Qué hacer:
[a] Responde estas preguntas sobre el fragmento acerca de HAL 9000:
(i) ¿En qué año publicó Arthur C. Clarke su novela?
(ii) ¿De qué era responsable la computadora HAL 9000?
(iii) ¿Por qué motivos recibe la computadora la orden de mantener un secreto?
[b] Transcribe del fragmento sobre HAL 9000 el tramo que va de "Rodrigo Guerra" a "HAL de paranoia.", sin cambiar nada.
[c] Prosigue el texto sobre la computadora HAL 9000 a partir de su última oración.

Fragmento:
Rodrigo Guerra
Nuestras tecnologías deben estar siempre al servicio de la dignidad de las personas
En 1968, Arthur C. Clarke publicó la novela: “2001: Una odisea en el espacio” y participó en su versión cinematográfica. En el relato, se cuenta la historia de la computadora HAL 9000, responsable de conducir una nave espacial. HAL parece enloquecer y comienza a sembrar muerte a su alrededor. En la secuela de la novela se esclarecen las razones que causan el malfuncionamiento. La computadora había sido diseñada para procesar información sin ocultamiento ni distorsión. Sin embargo, recibe órdenes de mantener un secreto por motivos de seguridad nacional. Esta contradicción crea un «bucle», que enferma a HAL de paranoia.

Datos sin procesar:

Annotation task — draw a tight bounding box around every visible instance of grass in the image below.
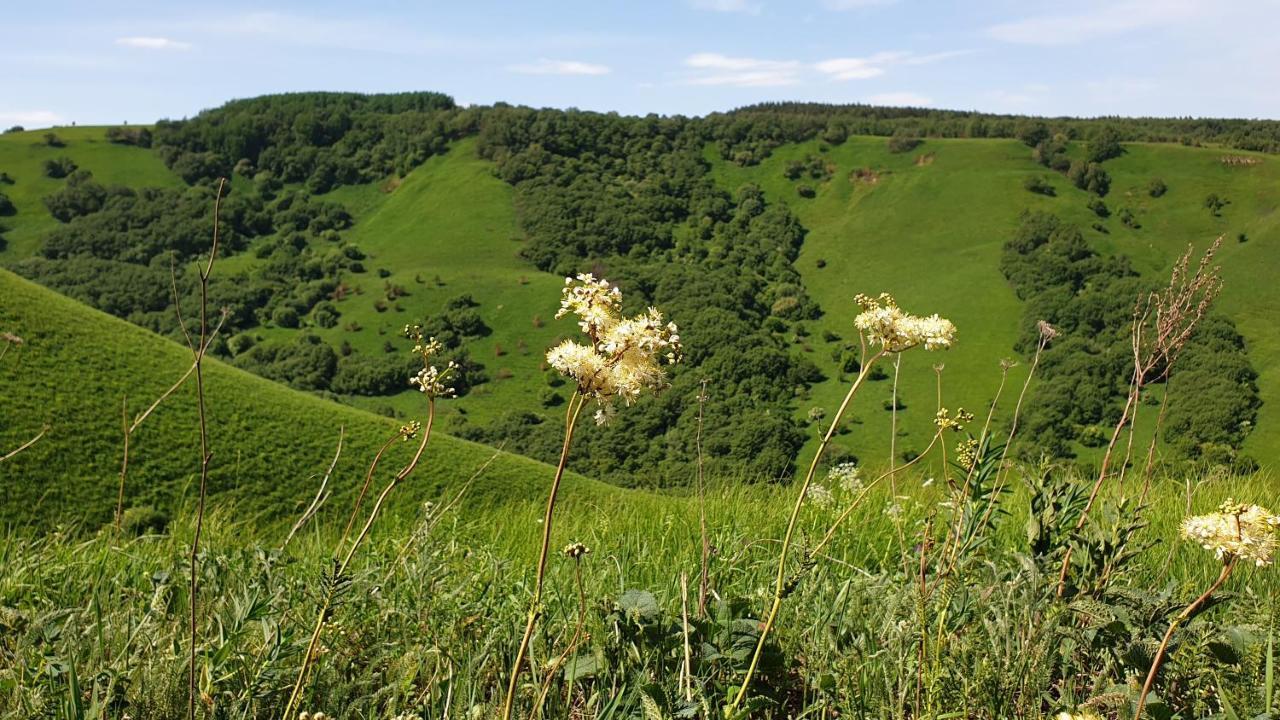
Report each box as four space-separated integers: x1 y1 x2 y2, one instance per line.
708 137 1280 464
0 127 182 257
0 265 609 528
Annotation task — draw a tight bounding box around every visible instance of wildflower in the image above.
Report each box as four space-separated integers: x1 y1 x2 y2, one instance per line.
956 438 978 470
401 325 458 397
401 420 422 441
1183 500 1280 568
563 542 591 560
854 293 956 352
827 462 863 492
547 273 681 425
1053 710 1102 720
805 484 836 506
933 407 973 433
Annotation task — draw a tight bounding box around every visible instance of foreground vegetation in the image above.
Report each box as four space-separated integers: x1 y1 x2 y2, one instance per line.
0 468 1280 720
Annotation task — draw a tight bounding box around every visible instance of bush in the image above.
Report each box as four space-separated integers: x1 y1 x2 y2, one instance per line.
41 156 78 179
271 305 298 328
888 135 924 152
1023 176 1056 197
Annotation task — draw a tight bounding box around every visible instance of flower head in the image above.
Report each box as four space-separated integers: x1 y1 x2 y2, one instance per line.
404 325 458 398
547 274 681 424
1183 500 1280 568
854 293 956 352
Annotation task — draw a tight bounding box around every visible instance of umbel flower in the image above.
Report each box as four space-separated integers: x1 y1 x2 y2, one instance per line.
547 273 681 424
854 288 956 352
404 325 458 398
1183 500 1280 568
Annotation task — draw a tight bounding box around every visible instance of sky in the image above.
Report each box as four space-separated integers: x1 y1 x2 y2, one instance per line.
0 0 1280 128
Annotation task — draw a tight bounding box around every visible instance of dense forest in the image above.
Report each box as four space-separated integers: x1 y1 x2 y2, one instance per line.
10 92 1280 484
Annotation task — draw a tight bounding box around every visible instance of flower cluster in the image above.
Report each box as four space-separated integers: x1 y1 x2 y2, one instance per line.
547 273 680 424
827 462 863 492
404 325 458 398
563 542 591 560
854 293 956 352
1183 500 1280 568
933 407 973 433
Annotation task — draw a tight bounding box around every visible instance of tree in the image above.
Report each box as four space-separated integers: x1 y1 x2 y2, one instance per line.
1085 126 1124 163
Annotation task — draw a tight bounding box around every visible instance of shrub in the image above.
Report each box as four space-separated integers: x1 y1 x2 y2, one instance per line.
41 156 78 179
1023 176 1056 197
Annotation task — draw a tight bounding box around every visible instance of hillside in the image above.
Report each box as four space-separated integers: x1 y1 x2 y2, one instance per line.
0 94 1280 484
714 137 1280 464
0 270 617 525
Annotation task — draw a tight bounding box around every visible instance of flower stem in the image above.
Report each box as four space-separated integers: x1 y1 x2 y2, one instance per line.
1133 557 1235 720
502 391 586 720
726 350 884 715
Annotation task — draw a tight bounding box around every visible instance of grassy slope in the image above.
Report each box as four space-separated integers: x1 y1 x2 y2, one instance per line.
714 137 1280 464
0 127 182 260
290 138 571 424
0 270 621 524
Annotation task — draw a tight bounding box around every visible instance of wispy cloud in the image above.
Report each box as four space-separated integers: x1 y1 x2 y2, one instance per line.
685 53 804 87
822 0 897 13
115 36 191 50
0 110 67 127
507 58 609 76
692 0 764 15
867 91 933 108
987 0 1206 46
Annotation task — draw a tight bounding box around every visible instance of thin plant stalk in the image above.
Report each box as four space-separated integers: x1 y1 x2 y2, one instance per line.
280 397 435 720
1133 556 1236 720
183 178 227 720
694 379 712 618
502 391 586 720
727 343 886 720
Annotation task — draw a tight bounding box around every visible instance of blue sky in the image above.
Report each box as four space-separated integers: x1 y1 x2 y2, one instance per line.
0 0 1280 127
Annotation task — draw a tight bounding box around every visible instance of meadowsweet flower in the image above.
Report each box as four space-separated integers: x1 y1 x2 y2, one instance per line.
933 407 973 433
402 325 458 397
1181 500 1280 568
805 484 836 506
563 542 591 560
854 293 956 352
956 438 978 470
547 273 681 425
827 462 863 492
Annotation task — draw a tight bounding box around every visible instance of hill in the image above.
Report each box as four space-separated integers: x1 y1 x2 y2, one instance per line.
0 265 617 527
0 94 1280 484
713 137 1280 462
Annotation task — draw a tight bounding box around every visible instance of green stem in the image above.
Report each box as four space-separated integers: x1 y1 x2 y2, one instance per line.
502 391 586 720
726 350 884 715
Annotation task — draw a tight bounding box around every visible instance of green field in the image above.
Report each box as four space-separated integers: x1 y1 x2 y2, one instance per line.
714 137 1280 465
0 127 182 256
0 265 617 527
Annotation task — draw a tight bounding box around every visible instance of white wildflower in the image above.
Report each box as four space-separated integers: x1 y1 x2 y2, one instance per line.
1181 500 1280 568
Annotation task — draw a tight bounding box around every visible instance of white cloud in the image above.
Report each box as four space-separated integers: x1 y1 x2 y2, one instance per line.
822 0 897 13
867 92 933 108
0 110 67 127
685 53 804 87
692 0 764 15
507 58 609 76
987 0 1206 45
115 36 191 50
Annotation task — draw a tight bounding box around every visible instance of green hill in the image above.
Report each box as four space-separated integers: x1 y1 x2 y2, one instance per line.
0 270 618 525
0 99 1280 484
714 137 1280 464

Respuestas escritas:
[a]
(i) En 1968.
(ii) De conducir una nave espacial.
(iii) Por motivos de seguridad nacional.

[b]
Rodrigo Guerra
Nuestras tecnologías deben estar siempre al servicio de la dignidad de las personas
En 1968, Arthur C. Clarke publicó la novela: “2001: Una odisea en el espacio” y participó en su versión cinematográfica. En el relato, se cuenta la historia de la computadora HAL 9000, responsable de conducir una nave espacial. HAL parece enloquecer y comienza a sembrar muerte a su alrededor. En la secuela de la novela se esclarecen las razones que causan el malfuncionamiento. La computadora había sido diseñada para procesar información sin ocultamiento ni distorsión. Sin embargo, recibe órdenes de mantener un secreto por motivos de seguridad nacional. Esta contradicción crea un «bucle», que enferma a HAL de paranoia.

[c]
HAL es una computadora “heurístico-algorítmica”, es decir, es una máquina capaz de aprender de sus errores e innovar por sí misma a partir del hallazgo rápido de soluciones aproximadas. El drama de HAL en la novela resulta ser de índole moral: la importancia de decir la verdad y el alto costo de sacrificar vidas humanas. Con ello Arthur C. Clarke identificaba uno de los desafíos más grandes que poseen las nacientes inteligencias artificiales (IA): ¿cuál debe ser su ética? ¿cómo evitar que sus acciones no perjudiquen directa o indirectamente a los seres humanos? Es fácil advertir que estas preguntas conllevan implícitamente la convicción que la IA es verdadera “inteligencia”, que toman decisiones morales, y que es preciso “dotarlas” de ciertos parámetros para ello.
Estos tres implícitos en realidad son una trampa. Por una parte, la IA no es verdadera inteligencia, es decir, no es capacidad de un sujeto para descifrar el significado del mundo. Una cosa es encontrar resultados rápidamente en internet y simular lenguaje humano, y otra que exista en la máquina verdadera comprensión del sentido de lo que afirma una palabra, una oración, un párrafo complejo. En segundo lugar, una decisión moral para ser tal requiere conciencia y libertad. La conciencia es vivir “desde dentro” la experiencia del propio ser, y luego, ser capaz de reconocer como propias las acciones derivadas de las decisiones tomadas. Las decisiones para ser libres requieren auténtica auto-determinación, es decir, capacidad de generar procesos causales “por propia elección” y eventual responsabilidad.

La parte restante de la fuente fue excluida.